Task requirements>
Reproduce every entry below word for word, leaving out the pictures.
+++ Supplied data
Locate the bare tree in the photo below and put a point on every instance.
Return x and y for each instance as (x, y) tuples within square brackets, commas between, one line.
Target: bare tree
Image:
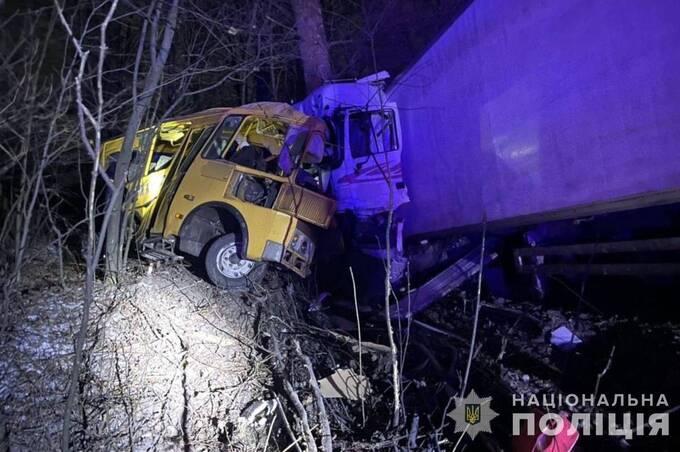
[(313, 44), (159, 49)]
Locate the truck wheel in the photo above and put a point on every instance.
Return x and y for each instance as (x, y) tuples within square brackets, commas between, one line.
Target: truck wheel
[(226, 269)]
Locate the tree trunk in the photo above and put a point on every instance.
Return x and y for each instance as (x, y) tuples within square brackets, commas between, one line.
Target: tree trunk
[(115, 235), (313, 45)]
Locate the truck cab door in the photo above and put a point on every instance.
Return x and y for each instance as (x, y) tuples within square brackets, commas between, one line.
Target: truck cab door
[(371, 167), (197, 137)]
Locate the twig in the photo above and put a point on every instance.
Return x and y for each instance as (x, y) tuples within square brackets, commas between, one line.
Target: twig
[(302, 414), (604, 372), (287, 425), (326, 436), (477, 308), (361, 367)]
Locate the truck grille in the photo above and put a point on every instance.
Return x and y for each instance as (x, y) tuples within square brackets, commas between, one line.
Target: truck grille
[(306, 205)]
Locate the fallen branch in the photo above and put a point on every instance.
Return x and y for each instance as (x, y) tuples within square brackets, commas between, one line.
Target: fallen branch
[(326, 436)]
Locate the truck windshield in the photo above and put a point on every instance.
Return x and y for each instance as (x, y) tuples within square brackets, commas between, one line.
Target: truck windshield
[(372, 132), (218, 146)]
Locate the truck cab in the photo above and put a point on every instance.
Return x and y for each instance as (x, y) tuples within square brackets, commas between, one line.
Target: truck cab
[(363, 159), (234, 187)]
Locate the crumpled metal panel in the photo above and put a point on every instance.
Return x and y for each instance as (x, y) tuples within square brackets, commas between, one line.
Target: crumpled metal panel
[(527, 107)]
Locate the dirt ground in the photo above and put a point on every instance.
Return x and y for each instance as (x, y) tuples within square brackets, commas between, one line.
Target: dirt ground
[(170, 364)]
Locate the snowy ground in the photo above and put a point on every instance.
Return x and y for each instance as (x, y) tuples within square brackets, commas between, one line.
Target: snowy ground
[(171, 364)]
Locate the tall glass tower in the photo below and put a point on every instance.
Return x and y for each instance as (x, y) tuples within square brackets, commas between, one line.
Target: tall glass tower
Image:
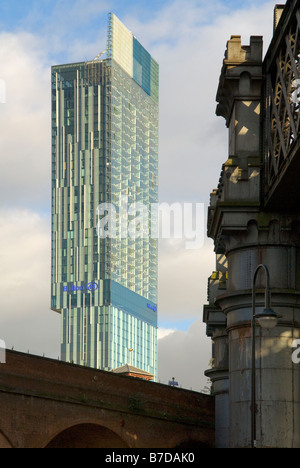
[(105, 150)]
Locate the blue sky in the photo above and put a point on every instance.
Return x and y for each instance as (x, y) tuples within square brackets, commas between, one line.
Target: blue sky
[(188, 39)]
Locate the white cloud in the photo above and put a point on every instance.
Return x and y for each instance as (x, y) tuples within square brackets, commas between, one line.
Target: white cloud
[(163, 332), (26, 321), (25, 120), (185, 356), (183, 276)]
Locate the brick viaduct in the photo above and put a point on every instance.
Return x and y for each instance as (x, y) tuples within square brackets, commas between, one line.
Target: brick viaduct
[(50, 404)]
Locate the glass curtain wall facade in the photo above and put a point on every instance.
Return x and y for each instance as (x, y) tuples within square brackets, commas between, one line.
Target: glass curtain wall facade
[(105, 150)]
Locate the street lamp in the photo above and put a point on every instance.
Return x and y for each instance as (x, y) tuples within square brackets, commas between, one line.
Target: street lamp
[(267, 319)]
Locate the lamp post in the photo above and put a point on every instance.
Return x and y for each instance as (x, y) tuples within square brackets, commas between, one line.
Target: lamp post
++++++
Complete answer>
Locate the bare tree in the photo below and put a point on every instance.
Return x and y for each instance as (x, y) tuples within square brackets, commas between, one line.
Target: bare tree
Image:
[(313, 44), (159, 49)]
Locate the truck wheel in the photo above and put a point on every instance.
Return x and y for each instance as (x, y) tuples within square brackets, commas between, one line.
Target: truck wheel
[(226, 269)]
Locate the tree trunk in the photo above and put a point on every instance.
Return x and y for each instance as (x, y) tuples within square brackets, commas between, one line.
Target: tree trunk
[(115, 235), (313, 45)]
Locate the truck cab door in the photo above and put a point on every instance.
Return x and y for each instance as (x, y) tuples within square brackets, commas between, one line.
Target: truck cab door
[(371, 167), (197, 137)]
Locate the twig in the photo above and put a point on every instance.
Return x and y for each instance as (x, y) tuples within square brackets, commas between, one line.
Target: twig
[(302, 414), (604, 372), (287, 425), (326, 436), (477, 308), (361, 367)]
Locate the truck grille in the photo above and put a point on every instance.
Return x and y for each instance as (x, y) tuples within square brackets, commas between, one line.
Target: truck grille
[(306, 205)]
Locate the fallen branch in the photo above and put a point on every instance.
Return x and y for each instance as (x, y) tuples within square brackets, commas between, one line.
Target: fallen branch
[(326, 436)]
Locate the truck windshield in the photo above and put a point on every instance.
Return x and y for each instance as (x, y) tuples within square brackets, commas between, one line.
Target: truck windshield
[(372, 132), (218, 146)]
Locate the truck cab in the photo above and put a point on every instance.
Return x and y for each instance as (x, y) tuples within square brackets, commas between, one line.
Target: truck cab
[(363, 159), (234, 187)]
Locate the crumpled metal panel in the photo above and put a point on every instance.
Return x and y for each instance as (x, y) tuples within square brackets, commas between, one line.
Target: crumpled metal panel
[(527, 107)]
Locate the dirt ground in the photo above and put a point on every instance.
Return x and y for each instance as (x, y) tuples within square brackets, commas between, one line.
Target: dirt ground
[(170, 364)]
Locate the snowy ground in the photo above and put a point on every instance.
Return x and y for each instance as (x, y) tuples within square brackets, commas between, one line.
Target: snowy ground
[(171, 364)]
Locate the tall glass tower in the photo below and put a point on every instance.
Return x and y for each instance as (x, y) tuples within square brackets, commas between, one line.
Target: tall glass tower
Image:
[(105, 150)]
Locate the blue sky in the photo above and put a point on every instance.
Return x and y for each instance as (x, y) tuples within square brackets, commas between, one line.
Target: blue sky
[(188, 39)]
Locate the white cloud in the photo above and put a point on every instance.
Return x and y for each instance as (x, y) tuples within square brackets, commas between, one line.
Target: white cloud
[(163, 332), (26, 321), (25, 120), (185, 356), (183, 276)]
Locate the brick viaduct in the photo above and put a point on every instance.
Return x and y for each instance as (x, y) tuples within square brackets, commas between, one line.
Target: brick viaduct
[(50, 404)]
Locate the glass curtain wall facade in the photo above and put a point on every instance.
Return x and y for each instance as (x, y) tuples within square brackets, commas between, one line.
Target: glass curtain wall facade
[(105, 150)]
Locate the street lamp in the photo above and put a point on every instance.
Return x and y for each instance as (x, y) tuples within square brackets, commas between, one line.
Target: street lamp
[(267, 319)]
Locate the lamp post in the photo above and put a point on every instance.
Return x and y for each instance as (x, y) tuples within square brackets, commas between, one line.
Target: lamp post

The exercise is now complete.